WRITTEN EXERCISE: Find the line containing "pole in the photo above." in the material below; copy that line and all following lines exactly.

DATA SUPPLIED:
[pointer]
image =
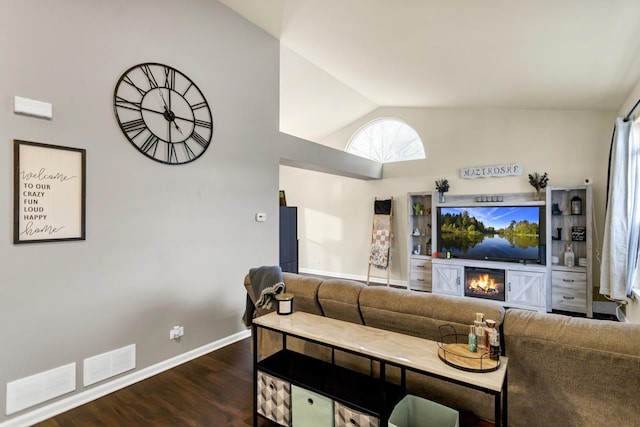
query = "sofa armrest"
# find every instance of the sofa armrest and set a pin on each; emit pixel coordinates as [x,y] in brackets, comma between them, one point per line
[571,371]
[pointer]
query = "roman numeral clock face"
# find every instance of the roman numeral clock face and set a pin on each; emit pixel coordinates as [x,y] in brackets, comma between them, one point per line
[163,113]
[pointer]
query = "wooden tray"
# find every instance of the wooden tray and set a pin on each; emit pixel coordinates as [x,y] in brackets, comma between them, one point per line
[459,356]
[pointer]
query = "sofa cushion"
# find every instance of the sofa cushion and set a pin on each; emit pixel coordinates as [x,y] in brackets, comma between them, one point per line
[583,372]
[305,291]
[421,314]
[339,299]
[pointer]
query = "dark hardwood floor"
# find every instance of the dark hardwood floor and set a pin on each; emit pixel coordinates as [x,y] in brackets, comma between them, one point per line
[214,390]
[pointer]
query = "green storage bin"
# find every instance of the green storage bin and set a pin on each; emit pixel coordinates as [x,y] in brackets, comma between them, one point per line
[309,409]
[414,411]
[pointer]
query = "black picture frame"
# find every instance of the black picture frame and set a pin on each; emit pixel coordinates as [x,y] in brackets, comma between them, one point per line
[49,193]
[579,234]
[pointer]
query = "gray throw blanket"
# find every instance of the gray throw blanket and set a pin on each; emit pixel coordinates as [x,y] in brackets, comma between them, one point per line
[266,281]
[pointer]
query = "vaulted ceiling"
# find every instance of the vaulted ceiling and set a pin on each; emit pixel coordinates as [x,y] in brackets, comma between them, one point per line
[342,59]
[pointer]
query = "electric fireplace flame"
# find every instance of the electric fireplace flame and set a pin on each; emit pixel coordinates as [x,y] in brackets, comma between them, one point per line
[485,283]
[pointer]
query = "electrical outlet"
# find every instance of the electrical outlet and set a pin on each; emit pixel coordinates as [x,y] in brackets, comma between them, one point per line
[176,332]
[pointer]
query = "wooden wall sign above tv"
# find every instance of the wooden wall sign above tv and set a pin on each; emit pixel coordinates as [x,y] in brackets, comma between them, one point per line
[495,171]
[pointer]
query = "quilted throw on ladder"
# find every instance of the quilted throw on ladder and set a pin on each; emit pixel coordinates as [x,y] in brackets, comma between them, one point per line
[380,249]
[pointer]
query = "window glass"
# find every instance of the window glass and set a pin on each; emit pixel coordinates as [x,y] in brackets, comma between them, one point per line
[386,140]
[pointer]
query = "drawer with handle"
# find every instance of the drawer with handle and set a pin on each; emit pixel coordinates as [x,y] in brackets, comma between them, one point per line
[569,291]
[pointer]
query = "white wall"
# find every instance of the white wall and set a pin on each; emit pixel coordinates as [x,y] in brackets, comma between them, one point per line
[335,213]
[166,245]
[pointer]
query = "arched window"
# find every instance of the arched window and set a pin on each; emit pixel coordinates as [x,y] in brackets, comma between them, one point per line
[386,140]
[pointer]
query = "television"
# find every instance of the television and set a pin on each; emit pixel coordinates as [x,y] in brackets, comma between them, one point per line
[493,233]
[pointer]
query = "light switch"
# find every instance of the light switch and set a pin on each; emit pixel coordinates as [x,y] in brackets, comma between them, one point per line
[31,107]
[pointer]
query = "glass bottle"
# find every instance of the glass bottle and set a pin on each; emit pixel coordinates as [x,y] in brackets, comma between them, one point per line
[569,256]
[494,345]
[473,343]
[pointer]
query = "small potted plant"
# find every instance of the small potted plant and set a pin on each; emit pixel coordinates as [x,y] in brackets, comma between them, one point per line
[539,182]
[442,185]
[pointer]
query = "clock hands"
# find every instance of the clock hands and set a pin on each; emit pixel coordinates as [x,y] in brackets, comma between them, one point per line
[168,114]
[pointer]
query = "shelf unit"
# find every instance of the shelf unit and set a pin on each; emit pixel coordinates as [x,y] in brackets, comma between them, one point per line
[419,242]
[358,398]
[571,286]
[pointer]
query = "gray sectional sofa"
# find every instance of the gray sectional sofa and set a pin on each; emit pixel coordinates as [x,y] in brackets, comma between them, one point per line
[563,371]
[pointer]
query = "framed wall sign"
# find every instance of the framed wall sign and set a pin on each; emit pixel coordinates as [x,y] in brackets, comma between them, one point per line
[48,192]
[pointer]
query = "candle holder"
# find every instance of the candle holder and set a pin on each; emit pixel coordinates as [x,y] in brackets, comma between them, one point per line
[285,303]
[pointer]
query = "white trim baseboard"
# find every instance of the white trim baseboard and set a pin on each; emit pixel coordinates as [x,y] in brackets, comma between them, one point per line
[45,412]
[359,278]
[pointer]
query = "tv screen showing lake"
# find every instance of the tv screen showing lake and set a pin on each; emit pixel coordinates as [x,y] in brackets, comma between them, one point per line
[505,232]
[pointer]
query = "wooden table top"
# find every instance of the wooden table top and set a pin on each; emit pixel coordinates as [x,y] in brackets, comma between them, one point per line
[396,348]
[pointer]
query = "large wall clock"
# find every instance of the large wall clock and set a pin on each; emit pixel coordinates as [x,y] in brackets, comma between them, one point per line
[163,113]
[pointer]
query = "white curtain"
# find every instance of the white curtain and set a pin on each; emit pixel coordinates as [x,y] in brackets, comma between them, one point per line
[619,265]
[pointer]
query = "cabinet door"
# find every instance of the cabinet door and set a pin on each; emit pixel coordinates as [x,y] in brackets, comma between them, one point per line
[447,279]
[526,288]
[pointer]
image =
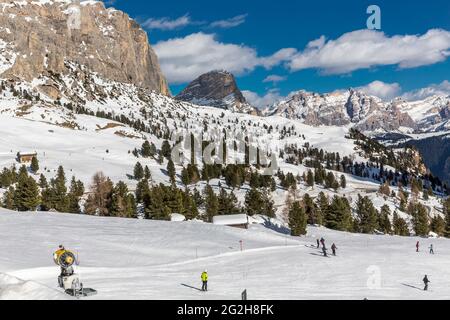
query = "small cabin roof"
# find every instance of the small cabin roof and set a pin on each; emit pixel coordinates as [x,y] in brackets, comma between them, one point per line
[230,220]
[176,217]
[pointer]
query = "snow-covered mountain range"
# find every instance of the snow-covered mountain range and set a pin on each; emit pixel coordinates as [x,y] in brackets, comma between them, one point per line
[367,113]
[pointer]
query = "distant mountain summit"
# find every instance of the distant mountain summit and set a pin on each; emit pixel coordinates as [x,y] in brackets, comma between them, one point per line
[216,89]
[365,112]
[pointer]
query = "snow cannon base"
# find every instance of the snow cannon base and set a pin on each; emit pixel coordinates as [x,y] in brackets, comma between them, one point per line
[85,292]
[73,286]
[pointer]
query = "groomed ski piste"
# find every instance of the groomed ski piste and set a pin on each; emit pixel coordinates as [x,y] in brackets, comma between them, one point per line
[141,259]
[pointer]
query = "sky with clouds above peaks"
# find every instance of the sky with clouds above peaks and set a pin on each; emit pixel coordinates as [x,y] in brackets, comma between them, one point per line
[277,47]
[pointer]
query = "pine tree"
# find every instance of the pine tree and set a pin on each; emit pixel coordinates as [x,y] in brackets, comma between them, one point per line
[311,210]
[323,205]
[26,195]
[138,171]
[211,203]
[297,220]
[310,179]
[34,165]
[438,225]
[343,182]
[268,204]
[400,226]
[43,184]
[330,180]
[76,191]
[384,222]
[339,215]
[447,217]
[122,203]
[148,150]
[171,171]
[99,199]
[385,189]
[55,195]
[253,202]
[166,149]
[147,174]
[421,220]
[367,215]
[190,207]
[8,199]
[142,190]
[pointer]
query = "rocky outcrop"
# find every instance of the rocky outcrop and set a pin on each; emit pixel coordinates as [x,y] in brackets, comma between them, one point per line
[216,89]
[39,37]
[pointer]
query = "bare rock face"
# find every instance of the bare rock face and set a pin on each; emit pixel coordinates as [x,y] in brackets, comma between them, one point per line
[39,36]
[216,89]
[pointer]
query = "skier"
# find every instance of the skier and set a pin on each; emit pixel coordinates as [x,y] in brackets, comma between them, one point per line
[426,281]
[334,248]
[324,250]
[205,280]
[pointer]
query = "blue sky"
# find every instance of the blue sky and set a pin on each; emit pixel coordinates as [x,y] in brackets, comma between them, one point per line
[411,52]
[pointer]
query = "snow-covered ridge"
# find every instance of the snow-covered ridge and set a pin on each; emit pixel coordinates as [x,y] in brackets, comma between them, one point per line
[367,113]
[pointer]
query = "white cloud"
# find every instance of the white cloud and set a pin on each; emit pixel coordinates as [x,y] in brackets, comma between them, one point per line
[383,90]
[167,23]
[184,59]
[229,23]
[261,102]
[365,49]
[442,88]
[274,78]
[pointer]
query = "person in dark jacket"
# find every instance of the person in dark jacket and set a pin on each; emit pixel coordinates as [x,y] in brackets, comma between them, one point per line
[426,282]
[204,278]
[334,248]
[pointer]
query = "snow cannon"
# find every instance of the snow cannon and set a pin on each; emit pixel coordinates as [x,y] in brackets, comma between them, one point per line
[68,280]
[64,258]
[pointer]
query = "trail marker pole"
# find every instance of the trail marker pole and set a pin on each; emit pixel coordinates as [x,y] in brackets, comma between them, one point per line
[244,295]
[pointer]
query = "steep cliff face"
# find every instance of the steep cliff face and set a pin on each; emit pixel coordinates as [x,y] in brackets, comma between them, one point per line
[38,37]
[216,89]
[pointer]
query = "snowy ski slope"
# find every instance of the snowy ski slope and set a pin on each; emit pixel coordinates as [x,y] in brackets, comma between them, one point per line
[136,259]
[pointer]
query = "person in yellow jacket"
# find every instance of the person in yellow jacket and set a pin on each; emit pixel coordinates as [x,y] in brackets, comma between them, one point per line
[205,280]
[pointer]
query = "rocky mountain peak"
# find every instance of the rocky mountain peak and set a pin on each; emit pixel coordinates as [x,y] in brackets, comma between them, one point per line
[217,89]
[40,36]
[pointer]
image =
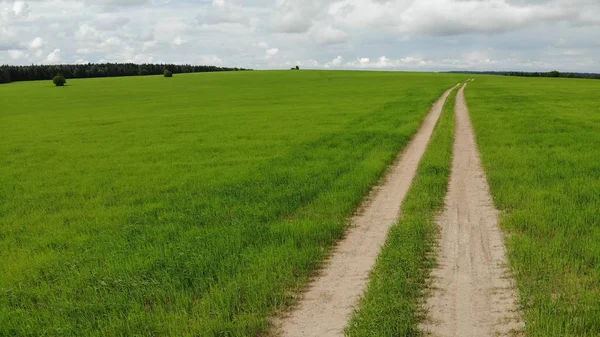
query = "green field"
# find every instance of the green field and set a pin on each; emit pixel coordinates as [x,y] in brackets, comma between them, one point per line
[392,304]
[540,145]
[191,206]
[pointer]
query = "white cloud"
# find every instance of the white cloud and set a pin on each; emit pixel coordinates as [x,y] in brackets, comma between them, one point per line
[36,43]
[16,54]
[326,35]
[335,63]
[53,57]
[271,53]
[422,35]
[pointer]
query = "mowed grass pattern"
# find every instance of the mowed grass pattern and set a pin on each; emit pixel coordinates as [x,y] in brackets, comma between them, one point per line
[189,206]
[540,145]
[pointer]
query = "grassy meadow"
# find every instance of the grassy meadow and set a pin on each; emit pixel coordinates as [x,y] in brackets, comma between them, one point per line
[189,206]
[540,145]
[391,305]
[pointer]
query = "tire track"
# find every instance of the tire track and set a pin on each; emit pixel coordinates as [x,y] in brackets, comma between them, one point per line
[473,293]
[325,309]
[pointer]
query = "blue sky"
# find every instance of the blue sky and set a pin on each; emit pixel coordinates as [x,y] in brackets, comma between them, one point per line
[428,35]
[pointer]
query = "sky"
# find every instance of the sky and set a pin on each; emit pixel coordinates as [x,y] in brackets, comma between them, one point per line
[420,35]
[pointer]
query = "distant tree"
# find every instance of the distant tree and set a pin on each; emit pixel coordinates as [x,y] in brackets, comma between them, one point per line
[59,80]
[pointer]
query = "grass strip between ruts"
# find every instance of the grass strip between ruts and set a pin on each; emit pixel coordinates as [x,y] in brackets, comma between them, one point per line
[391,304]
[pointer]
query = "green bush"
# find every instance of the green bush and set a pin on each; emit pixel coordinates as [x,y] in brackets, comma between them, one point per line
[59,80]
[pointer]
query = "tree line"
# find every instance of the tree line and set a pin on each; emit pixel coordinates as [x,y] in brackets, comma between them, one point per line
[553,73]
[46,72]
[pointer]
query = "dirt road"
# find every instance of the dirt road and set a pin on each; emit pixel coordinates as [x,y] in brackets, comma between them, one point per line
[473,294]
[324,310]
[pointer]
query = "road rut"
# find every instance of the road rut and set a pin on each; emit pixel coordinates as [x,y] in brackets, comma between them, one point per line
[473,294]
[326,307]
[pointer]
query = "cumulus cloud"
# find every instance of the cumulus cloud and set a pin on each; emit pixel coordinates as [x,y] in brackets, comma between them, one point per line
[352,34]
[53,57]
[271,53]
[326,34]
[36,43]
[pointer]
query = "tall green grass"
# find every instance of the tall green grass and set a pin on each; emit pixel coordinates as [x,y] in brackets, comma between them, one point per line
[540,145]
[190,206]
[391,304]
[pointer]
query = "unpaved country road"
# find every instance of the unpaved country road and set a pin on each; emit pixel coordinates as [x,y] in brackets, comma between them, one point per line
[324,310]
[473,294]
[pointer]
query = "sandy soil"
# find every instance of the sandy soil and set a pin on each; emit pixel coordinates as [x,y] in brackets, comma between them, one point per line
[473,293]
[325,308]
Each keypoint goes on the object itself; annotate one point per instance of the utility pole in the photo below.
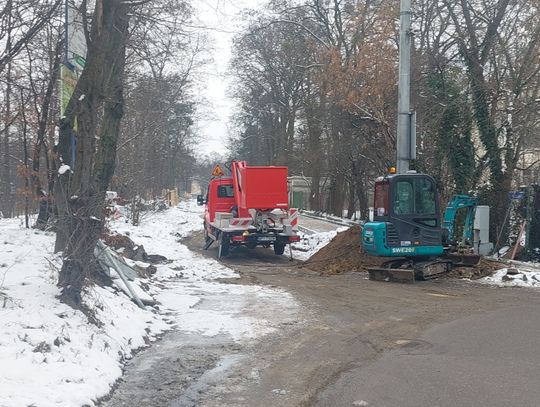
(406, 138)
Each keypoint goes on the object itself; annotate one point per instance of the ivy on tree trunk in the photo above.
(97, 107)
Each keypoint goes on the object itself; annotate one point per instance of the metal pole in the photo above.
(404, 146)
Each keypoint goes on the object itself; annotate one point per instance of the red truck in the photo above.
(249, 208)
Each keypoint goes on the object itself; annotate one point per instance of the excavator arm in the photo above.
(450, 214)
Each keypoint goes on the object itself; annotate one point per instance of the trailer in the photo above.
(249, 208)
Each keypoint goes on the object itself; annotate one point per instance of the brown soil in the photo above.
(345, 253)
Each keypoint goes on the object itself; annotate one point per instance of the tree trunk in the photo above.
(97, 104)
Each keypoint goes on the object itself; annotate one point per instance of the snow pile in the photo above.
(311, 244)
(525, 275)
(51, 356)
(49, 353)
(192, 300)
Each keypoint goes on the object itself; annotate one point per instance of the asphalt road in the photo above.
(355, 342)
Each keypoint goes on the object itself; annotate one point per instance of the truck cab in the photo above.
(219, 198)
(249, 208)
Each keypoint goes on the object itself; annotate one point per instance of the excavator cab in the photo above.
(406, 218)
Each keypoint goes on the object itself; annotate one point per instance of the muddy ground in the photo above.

WRITTEN RESPONSE:
Each keypoint goes on the object itself; annotate one point per instance of the metal pole in the photo above.
(404, 146)
Each keypoint goes on the object itself; annotate one point per instance of the red truck in the photo above.
(249, 208)
Each keypoint goes on the object itself; annotate one point per instance of the excavator arm in the photo above.
(450, 214)
Each keypoint goes on the object itself; annotate one point per instance of the trailer in the photo above.
(249, 208)
Each keypoint goes on the object itself; annotate one point per instance of the brown soil in the photo above.
(345, 253)
Each keypoint goes on the object itself; annotate one point per instance of the tree trunk in the photo above.
(97, 104)
Each keypoint goes on the object itself; annotate one point per instance of the snow pile in the photo above.
(311, 244)
(525, 275)
(51, 356)
(49, 353)
(192, 300)
Each keypoint goes on the object itself; annotate one point per instance of the asphalt road in the photo above.
(355, 342)
Each keypoint goes on the object itself; annotate one point per instance of the truck cab in the photo above.
(219, 198)
(249, 208)
Each keypoint goes on the object itself; annotate one point per instance of the excavator cab in the photo above.
(406, 218)
Each keypoint goes on the object itself; annotate one point per instance of the muddy ground in the photo above.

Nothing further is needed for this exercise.